Begin Given information

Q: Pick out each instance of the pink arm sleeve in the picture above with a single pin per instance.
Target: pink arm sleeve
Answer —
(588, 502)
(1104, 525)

End Given information

- The problem: Reproduce the lines above without changing anything.

- Result of the exercise:
Q: Pick out each instance of the pink arm sleeve in the picture above with a single pin per instance.
Target: pink arm sleeve
Answer —
(588, 502)
(1104, 525)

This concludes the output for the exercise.